__Set problem__. Copy every line of the records below word for word, leaving out the pictures.

__Records for the exercise__.
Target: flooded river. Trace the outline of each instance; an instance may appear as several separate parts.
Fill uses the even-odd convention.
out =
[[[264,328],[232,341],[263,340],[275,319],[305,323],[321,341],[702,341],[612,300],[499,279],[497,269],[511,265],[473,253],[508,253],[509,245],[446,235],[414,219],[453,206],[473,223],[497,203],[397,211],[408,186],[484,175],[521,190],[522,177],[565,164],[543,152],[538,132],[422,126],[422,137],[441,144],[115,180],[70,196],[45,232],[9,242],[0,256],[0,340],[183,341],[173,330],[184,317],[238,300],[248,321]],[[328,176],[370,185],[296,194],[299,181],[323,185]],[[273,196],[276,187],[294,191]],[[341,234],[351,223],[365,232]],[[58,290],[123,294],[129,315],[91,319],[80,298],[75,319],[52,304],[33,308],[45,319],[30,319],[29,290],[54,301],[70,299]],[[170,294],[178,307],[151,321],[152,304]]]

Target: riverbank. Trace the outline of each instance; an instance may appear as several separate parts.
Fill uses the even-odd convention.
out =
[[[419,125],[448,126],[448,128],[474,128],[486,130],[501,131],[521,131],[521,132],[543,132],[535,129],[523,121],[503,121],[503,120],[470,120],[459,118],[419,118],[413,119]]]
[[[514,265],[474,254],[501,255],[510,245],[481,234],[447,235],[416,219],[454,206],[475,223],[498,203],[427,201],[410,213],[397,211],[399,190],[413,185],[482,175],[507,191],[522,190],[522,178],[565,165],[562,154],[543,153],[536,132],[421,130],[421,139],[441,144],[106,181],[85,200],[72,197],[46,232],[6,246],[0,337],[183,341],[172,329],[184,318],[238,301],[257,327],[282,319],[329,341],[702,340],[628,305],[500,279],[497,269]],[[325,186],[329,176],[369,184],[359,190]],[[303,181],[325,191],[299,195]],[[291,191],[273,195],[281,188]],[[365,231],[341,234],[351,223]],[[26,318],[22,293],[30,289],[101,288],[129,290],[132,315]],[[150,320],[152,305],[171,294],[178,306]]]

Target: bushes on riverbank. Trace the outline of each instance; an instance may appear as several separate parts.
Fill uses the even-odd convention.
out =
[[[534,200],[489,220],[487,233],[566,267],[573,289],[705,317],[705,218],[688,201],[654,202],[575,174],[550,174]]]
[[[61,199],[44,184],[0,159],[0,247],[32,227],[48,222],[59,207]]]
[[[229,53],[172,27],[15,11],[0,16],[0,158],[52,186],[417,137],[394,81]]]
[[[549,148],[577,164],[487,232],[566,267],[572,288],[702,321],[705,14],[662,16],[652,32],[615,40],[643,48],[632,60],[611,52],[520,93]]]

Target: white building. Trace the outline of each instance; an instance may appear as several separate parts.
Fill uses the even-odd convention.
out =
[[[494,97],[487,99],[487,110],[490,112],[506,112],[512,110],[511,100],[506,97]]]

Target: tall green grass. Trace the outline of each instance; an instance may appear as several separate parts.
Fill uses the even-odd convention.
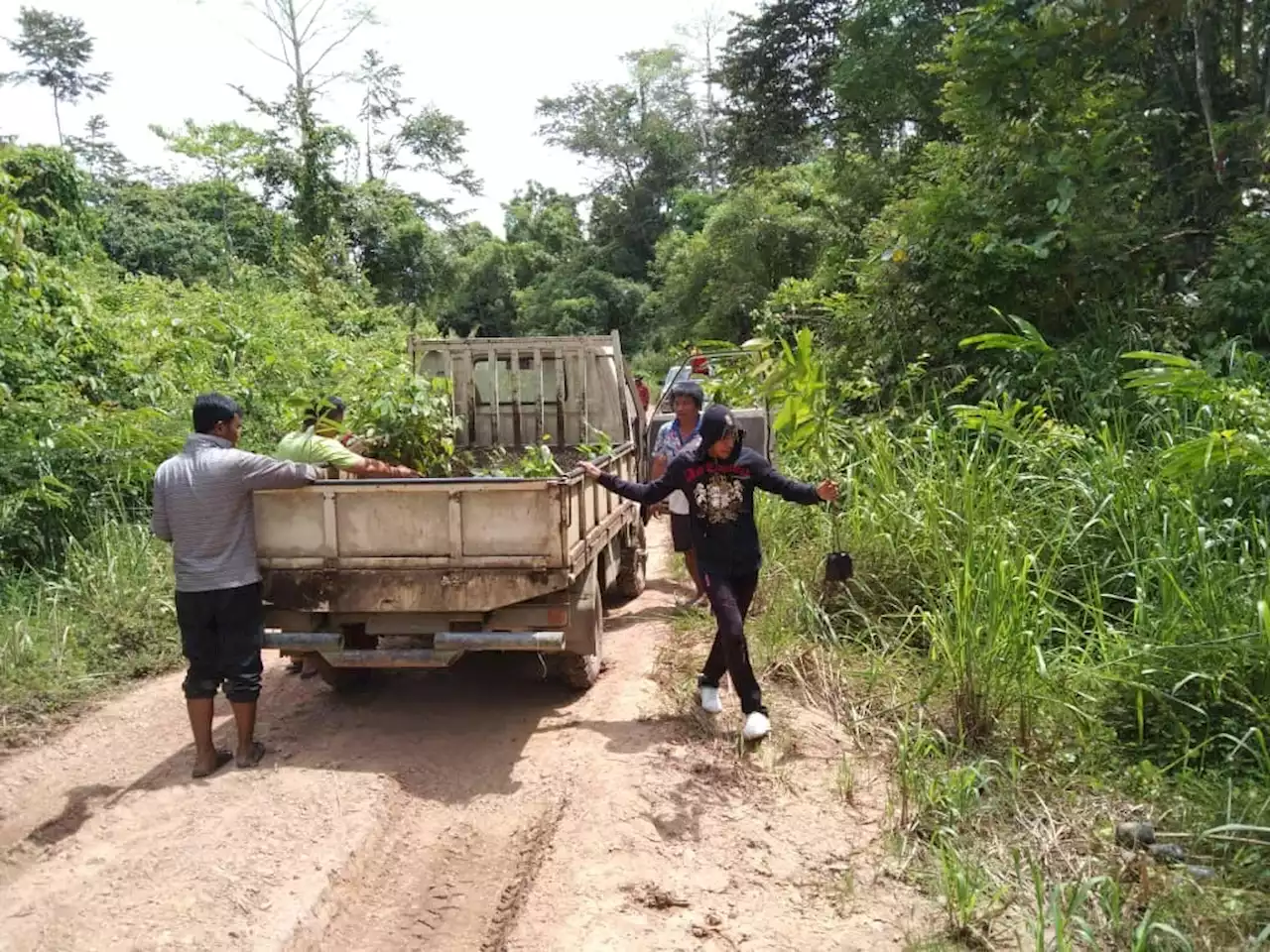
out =
[[[0,586],[0,746],[179,661],[170,553],[122,515],[103,514],[72,539],[60,572]]]
[[[853,420],[817,462],[781,461],[834,471],[833,514],[762,504],[757,651],[804,673],[814,654],[834,710],[884,721],[899,825],[931,843],[958,933],[975,906],[949,895],[968,881],[955,859],[978,869],[996,852],[992,892],[1012,877],[1020,902],[1034,886],[1008,872],[1012,852],[1035,857],[1045,890],[1102,896],[1064,885],[1105,871],[1055,830],[1114,853],[1116,817],[1100,811],[1130,803],[1220,878],[1135,894],[1137,919],[1073,948],[1170,947],[1173,925],[1220,948],[1270,922],[1266,524],[1251,484],[1232,498],[1170,472],[1179,440],[1157,423],[1082,429],[1008,399]],[[857,578],[827,592],[834,529]],[[1212,833],[1229,825],[1242,835]]]

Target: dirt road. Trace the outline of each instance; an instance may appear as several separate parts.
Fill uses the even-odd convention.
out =
[[[711,722],[653,680],[653,541],[585,697],[474,659],[348,699],[274,658],[258,770],[189,779],[179,675],[9,758],[0,949],[902,948],[925,906],[878,872],[881,784],[856,767],[843,802],[833,725],[776,697],[742,751],[733,696]]]

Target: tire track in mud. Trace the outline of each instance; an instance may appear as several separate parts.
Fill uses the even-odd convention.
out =
[[[566,803],[469,807],[447,819],[394,795],[378,831],[288,949],[504,952]]]
[[[503,894],[498,899],[498,909],[494,910],[489,933],[481,943],[481,952],[504,952],[507,948],[507,939],[516,928],[516,922],[530,897],[530,890],[533,889],[533,882],[542,869],[542,861],[547,857],[566,806],[568,800],[561,797],[554,809],[544,811],[538,821],[525,833],[516,875],[503,887]]]

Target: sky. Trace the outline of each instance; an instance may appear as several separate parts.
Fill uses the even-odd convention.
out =
[[[329,0],[333,9],[339,0]],[[84,20],[97,46],[90,69],[113,79],[104,95],[62,107],[67,135],[100,113],[109,138],[137,165],[169,168],[173,156],[151,124],[178,127],[239,121],[259,124],[230,84],[263,99],[282,98],[283,67],[251,47],[276,50],[272,28],[244,0],[24,0],[25,5]],[[0,36],[17,34],[18,0],[0,0]],[[621,55],[676,42],[676,27],[707,10],[752,13],[757,0],[377,0],[380,24],[366,28],[333,57],[353,69],[367,48],[405,71],[404,89],[418,105],[434,104],[467,124],[467,161],[485,183],[456,209],[502,234],[502,204],[530,179],[563,192],[585,189],[593,170],[535,133],[541,96],[564,95],[575,83],[621,81]],[[20,60],[0,44],[0,72]],[[358,94],[329,88],[324,116],[356,126]],[[0,135],[19,142],[57,141],[52,99],[27,85],[0,88]],[[444,194],[432,182],[399,184]]]

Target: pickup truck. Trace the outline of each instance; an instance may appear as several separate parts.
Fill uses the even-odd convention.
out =
[[[577,461],[648,472],[646,425],[611,336],[410,341],[417,373],[448,377],[458,452],[551,447],[546,479],[325,480],[258,493],[265,647],[311,658],[337,689],[382,668],[442,668],[467,651],[528,651],[585,691],[603,658],[606,593],[644,588],[639,506]]]

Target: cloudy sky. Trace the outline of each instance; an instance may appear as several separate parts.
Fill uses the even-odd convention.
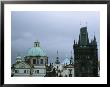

__The reply__.
Target: flooded river. Trace the outline of each instance; an instance may appear as several separate parts.
Fill uses the even-odd convention.
out =
[[[264,328],[232,341],[263,340],[275,319],[305,323],[321,341],[702,341],[612,300],[499,279],[497,269],[511,265],[473,253],[508,253],[509,245],[446,235],[414,219],[453,206],[473,223],[497,203],[397,211],[408,186],[484,175],[521,190],[522,177],[565,164],[543,152],[538,132],[422,126],[422,137],[441,144],[115,180],[70,196],[45,232],[9,242],[0,256],[0,340],[183,341],[173,330],[184,317],[238,300],[248,321]],[[328,176],[370,185],[296,194],[299,181],[323,185]],[[273,196],[276,187],[294,191]],[[341,234],[351,223],[365,232]],[[58,290],[123,294],[129,315],[91,319],[80,298],[75,319],[52,304],[33,308],[45,319],[30,319],[29,290],[54,301],[70,299]],[[170,294],[178,307],[151,321],[152,304]]]

Target: riverbank. Trace the outline of each instance; an instance may appear as several separate parts.
Fill uses the even-odd convention.
out =
[[[419,125],[448,126],[448,128],[474,128],[486,130],[501,131],[521,131],[521,132],[543,132],[535,129],[523,121],[503,121],[503,120],[470,120],[459,118],[419,118],[413,119]]]
[[[514,265],[474,254],[501,255],[510,245],[481,234],[447,235],[416,219],[454,206],[475,223],[498,203],[427,201],[410,213],[397,211],[399,190],[413,185],[482,175],[507,191],[522,190],[522,178],[565,165],[562,154],[543,153],[536,132],[421,130],[421,139],[441,144],[106,181],[85,200],[72,197],[46,232],[6,246],[0,337],[183,341],[172,329],[184,318],[238,301],[257,327],[282,319],[329,341],[702,340],[628,305],[500,279],[497,269]],[[325,186],[329,176],[369,184],[359,190]],[[303,181],[325,191],[299,195]],[[291,191],[273,195],[281,188]],[[365,231],[341,234],[351,223]],[[26,318],[22,293],[30,289],[101,288],[129,290],[132,315]],[[150,320],[152,305],[171,294],[178,306]]]

Target: bushes on riverbank. Trace the outline of each instance; an instance may appear as several separate parts.
Fill uses the even-odd convention.
out =
[[[534,200],[489,220],[487,233],[566,267],[573,289],[705,317],[705,218],[688,201],[654,202],[575,174],[550,174]]]
[[[61,199],[44,184],[0,159],[0,247],[32,227],[48,222],[59,207]]]
[[[229,53],[172,27],[15,11],[0,16],[0,158],[52,186],[417,137],[394,81]]]
[[[549,148],[577,164],[487,232],[566,267],[572,288],[702,321],[705,14],[662,16],[652,32],[615,40],[643,48],[632,60],[611,52],[520,93]]]

Target: white building. Trace the outline of each instance; an instance may appear as several separate parts.
Fill uses the even-odd convention.
out =
[[[494,97],[487,99],[487,110],[490,112],[506,112],[512,110],[511,100],[506,97]]]

Target: tall green grass. Trace the outline of each instance; an instance may appear as several separate parts.
Fill uses the even-odd convention.
out =
[[[0,586],[0,746],[179,661],[170,553],[122,515],[103,514],[72,539],[60,572]]]
[[[853,420],[817,462],[781,461],[834,471],[833,514],[762,504],[757,651],[804,673],[814,654],[834,710],[884,721],[899,825],[931,843],[958,933],[975,906],[949,895],[968,881],[955,859],[978,869],[996,852],[992,892],[1012,877],[1020,902],[1034,886],[1008,872],[1012,852],[1035,857],[1045,890],[1102,896],[1064,885],[1105,871],[1055,830],[1114,853],[1116,817],[1100,811],[1130,803],[1220,878],[1135,894],[1137,919],[1073,948],[1170,947],[1173,925],[1220,948],[1270,922],[1266,524],[1251,484],[1232,498],[1170,472],[1179,440],[1157,423],[1082,429],[1008,399]],[[857,578],[827,592],[834,529]],[[1212,833],[1229,825],[1242,835]]]

Target: dirt road. Trace the outline of each instance; an instance may appear as several separate parts.
Fill uses the even-odd convention.
out =
[[[711,722],[653,680],[653,541],[585,697],[474,659],[348,699],[274,658],[258,770],[189,779],[179,675],[9,758],[0,949],[902,948],[925,906],[878,872],[881,784],[856,767],[843,802],[833,725],[776,697],[742,751],[733,696]]]

Target: tire track in mud. Trace the outline of each instance; an instance may appear as several separate parts.
Fill uses the even-odd convention.
out =
[[[566,803],[469,807],[447,819],[394,795],[378,831],[288,949],[504,952]]]
[[[503,894],[498,899],[498,909],[494,910],[489,933],[481,943],[481,952],[504,952],[507,948],[507,939],[516,928],[516,922],[530,897],[530,890],[533,889],[533,882],[542,869],[542,861],[547,857],[566,806],[568,800],[561,797],[554,809],[544,811],[538,821],[525,833],[516,875],[503,887]]]

Target: sky. Trace the outline of each instance; an instance may appear as several separate parts.
Fill uses the even-odd convention.
out =
[[[329,0],[333,9],[339,0]],[[84,20],[97,46],[90,69],[113,79],[104,95],[62,107],[67,135],[100,113],[109,138],[137,165],[169,168],[173,156],[151,124],[178,127],[239,121],[259,124],[230,84],[263,99],[282,98],[283,67],[251,47],[276,50],[272,28],[244,0],[24,0],[25,5]],[[0,36],[17,34],[18,0],[0,0]],[[621,55],[676,42],[676,27],[707,10],[752,13],[757,0],[377,0],[380,24],[366,28],[333,57],[353,69],[367,48],[405,71],[404,89],[418,105],[434,104],[467,124],[467,161],[485,183],[456,209],[502,234],[502,204],[530,179],[563,192],[585,189],[593,170],[535,133],[541,96],[564,95],[575,83],[621,81]],[[20,60],[0,44],[0,72]],[[358,94],[329,88],[324,116],[356,126]],[[0,135],[19,142],[57,141],[52,99],[27,85],[0,88]],[[444,194],[432,182],[399,184]]]

Target: pickup truck. Trace the outline of each instance; an instance may appear as several separate parts.
Fill uses the even-odd convention.
out =
[[[577,461],[648,472],[646,425],[611,336],[410,341],[417,373],[448,377],[458,452],[551,447],[546,479],[325,480],[258,493],[265,647],[311,658],[337,689],[382,668],[442,668],[467,651],[528,651],[585,691],[603,658],[606,593],[644,588],[639,506]]]

Target: cloudy sky. Trace the outline of each instance; an instance may appear as several separate parts.
Fill uses the even-odd convention.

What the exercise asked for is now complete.